— start of DATA TO USE —

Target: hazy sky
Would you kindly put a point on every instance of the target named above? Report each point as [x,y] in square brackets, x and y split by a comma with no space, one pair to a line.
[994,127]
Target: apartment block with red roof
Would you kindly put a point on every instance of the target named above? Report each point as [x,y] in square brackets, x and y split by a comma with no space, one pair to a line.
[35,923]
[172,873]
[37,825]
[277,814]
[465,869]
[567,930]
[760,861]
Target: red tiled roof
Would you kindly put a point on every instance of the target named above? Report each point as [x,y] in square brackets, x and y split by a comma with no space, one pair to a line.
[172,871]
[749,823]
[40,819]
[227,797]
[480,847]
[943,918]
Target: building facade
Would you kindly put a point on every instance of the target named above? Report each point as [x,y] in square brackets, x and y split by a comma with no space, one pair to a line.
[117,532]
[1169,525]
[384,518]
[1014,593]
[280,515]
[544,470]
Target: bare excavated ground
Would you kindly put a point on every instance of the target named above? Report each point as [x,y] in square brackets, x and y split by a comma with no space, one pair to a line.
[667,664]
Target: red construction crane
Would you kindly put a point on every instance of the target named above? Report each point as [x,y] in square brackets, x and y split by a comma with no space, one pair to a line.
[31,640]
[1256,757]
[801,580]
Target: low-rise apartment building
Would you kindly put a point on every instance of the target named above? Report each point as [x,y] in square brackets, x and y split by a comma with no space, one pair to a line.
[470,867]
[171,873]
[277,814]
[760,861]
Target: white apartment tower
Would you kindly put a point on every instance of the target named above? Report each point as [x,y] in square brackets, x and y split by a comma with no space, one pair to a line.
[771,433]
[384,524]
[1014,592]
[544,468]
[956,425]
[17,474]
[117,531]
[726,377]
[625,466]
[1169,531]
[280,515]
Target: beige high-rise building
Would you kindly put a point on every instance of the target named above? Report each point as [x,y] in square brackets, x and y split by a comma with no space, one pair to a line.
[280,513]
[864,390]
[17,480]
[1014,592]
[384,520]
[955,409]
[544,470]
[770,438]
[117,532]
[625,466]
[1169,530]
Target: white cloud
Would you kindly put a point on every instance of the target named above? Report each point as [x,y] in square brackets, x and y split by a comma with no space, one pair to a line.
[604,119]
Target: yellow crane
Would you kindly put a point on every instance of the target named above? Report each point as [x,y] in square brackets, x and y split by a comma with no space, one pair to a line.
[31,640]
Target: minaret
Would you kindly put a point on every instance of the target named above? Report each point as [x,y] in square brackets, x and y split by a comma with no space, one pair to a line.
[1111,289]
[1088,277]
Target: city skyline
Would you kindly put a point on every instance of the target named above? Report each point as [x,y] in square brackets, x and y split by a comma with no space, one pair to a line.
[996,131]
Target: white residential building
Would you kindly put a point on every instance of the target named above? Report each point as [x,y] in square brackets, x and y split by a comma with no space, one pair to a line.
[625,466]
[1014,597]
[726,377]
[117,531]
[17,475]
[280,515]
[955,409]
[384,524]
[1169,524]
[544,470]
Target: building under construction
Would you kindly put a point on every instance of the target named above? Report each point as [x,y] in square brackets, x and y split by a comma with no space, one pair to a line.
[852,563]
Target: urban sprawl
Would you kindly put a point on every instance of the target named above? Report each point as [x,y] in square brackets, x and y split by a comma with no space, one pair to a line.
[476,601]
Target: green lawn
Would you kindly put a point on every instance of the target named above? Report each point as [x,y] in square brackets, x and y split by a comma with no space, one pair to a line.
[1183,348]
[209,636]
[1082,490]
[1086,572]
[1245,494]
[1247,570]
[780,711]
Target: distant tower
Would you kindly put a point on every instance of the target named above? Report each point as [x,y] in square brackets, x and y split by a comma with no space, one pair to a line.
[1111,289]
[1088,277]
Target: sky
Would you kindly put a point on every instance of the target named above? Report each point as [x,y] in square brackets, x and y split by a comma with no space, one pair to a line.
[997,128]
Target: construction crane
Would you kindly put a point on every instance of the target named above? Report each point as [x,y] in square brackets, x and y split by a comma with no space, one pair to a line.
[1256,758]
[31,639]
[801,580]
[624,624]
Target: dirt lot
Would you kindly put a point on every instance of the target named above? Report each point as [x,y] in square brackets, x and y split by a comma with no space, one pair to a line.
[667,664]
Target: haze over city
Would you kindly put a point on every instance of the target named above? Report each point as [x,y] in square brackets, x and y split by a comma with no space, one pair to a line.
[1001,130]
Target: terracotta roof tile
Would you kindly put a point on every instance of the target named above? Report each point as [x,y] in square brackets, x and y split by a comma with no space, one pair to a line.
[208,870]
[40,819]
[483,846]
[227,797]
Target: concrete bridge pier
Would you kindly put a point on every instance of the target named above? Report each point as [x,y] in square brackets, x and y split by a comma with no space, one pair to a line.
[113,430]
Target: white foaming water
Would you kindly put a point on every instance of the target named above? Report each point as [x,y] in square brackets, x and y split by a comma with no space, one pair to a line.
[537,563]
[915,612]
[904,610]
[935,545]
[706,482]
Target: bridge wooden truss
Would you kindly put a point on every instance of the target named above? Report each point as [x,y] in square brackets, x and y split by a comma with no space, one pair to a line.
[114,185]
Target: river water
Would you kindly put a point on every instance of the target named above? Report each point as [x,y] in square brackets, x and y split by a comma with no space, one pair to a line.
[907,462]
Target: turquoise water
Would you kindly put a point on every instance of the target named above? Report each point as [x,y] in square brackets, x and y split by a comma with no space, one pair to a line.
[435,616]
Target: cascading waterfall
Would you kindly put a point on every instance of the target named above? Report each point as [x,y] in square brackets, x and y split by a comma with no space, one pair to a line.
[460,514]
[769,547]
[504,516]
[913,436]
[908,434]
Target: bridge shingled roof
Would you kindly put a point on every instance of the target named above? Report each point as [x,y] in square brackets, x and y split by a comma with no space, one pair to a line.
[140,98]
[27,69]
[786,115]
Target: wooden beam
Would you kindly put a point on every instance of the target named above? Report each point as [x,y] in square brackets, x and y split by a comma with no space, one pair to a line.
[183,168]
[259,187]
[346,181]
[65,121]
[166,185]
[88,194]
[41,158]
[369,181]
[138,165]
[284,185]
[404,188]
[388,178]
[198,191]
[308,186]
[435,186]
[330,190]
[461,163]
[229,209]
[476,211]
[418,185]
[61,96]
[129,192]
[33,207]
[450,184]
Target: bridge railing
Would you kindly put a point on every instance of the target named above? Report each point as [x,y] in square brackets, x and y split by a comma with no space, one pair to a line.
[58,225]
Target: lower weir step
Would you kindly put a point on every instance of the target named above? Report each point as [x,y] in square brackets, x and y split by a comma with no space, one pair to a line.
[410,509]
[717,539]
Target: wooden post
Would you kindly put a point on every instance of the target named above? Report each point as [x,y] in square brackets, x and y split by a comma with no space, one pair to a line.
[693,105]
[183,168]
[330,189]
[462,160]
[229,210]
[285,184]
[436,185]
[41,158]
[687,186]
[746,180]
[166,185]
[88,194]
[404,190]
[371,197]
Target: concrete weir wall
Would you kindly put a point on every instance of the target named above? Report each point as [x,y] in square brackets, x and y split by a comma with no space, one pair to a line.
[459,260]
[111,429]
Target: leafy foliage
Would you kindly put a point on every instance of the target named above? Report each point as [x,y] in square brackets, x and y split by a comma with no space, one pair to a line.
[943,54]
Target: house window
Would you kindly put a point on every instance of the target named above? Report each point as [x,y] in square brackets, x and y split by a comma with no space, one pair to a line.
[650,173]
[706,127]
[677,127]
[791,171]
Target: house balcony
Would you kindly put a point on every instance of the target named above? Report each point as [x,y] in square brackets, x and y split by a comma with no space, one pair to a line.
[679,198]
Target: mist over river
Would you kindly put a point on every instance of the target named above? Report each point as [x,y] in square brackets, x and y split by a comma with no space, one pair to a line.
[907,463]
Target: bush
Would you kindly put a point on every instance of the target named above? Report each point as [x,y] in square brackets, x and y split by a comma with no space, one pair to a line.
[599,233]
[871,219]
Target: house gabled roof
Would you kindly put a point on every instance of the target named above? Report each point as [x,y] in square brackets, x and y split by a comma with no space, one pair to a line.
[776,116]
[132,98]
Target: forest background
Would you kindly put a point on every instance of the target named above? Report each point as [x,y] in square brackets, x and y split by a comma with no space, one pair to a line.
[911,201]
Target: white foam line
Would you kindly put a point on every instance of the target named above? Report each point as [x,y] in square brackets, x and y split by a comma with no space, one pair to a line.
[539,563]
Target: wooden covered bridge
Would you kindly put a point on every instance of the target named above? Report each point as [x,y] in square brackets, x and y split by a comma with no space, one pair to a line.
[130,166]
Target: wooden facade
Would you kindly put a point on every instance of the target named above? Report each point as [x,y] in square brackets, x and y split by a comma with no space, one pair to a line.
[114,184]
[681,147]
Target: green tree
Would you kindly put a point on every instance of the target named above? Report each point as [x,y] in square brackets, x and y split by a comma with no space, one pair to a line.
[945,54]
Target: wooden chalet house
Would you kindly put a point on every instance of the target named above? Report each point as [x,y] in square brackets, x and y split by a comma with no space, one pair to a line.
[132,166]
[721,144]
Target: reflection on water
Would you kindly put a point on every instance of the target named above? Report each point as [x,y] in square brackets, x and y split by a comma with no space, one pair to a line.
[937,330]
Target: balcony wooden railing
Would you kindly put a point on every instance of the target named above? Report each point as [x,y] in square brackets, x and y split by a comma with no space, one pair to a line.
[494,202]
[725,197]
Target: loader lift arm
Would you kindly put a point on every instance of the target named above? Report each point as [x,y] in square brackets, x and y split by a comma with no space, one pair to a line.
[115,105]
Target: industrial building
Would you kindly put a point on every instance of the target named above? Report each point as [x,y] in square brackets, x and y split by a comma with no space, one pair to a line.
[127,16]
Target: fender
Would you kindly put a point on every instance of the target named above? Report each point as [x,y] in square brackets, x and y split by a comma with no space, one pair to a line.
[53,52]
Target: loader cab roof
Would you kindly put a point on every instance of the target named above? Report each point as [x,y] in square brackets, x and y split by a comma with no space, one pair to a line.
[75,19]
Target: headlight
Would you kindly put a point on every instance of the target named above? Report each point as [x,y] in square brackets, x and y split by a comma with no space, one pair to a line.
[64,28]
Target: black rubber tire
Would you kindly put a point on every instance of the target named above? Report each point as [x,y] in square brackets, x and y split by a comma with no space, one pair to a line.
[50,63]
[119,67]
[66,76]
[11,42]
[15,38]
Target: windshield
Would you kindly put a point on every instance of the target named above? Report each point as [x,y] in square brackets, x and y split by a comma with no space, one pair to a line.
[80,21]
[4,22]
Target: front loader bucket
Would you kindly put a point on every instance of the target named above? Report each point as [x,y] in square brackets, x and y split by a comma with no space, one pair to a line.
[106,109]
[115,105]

— end of DATA TO USE —

> [YOUR OBJECTIVE]
Extract, unchanged, the closing run of lines that opens with the line containing "Target: black rubber tire" and ends with the last line.

> [WRITTEN RESPONSE]
Target: black rubber tire
Would you kindly put a point on every instance of the target named above? Report each point as [x,y] in square brackets, x and y split by a comma with no space, one pair to a line.
[50,63]
[119,67]
[66,76]
[11,42]
[15,38]
Target: windshield
Would you kindly put a point on every instance of the target named above? Report each point as [x,y] in square brackets, x and y split by a comma with no space, one pair to a line.
[80,21]
[4,22]
Target: front loader bucket
Would you kindly put a point on every instance of the target named above? Report each point as [x,y] in square brackets, x and y split by a comma with no space, one pair to a line.
[106,109]
[115,105]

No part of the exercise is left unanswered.